SOURCE INFORMATION »
┌────────

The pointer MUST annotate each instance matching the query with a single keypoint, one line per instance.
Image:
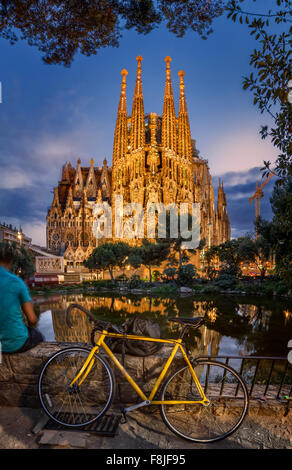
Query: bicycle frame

└────────
┌────────

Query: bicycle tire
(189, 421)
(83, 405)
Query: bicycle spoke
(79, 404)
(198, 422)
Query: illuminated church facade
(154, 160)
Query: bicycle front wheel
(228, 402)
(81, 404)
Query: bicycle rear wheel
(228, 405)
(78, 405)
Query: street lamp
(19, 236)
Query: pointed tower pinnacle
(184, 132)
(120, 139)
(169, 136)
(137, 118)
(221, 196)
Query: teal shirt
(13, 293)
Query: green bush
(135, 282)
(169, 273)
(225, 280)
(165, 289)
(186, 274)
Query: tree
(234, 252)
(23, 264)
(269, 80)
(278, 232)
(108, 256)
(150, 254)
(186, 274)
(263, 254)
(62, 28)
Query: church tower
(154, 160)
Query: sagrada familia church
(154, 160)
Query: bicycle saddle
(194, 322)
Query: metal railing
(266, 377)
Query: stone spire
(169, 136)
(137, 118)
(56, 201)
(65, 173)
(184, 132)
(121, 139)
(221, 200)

└────────

WHAT TO WORK ON » In the material above, the stretch from the line with "The pointer MUST" through the line with "Query: bicycle frame" is to be given again exactly, minus the pictures.

RESULT FOR THIS EXERCISE »
The pointer MUST annotate each instance matching the query with a single keypoint, one line per instance.
Image:
Query: bicycle frame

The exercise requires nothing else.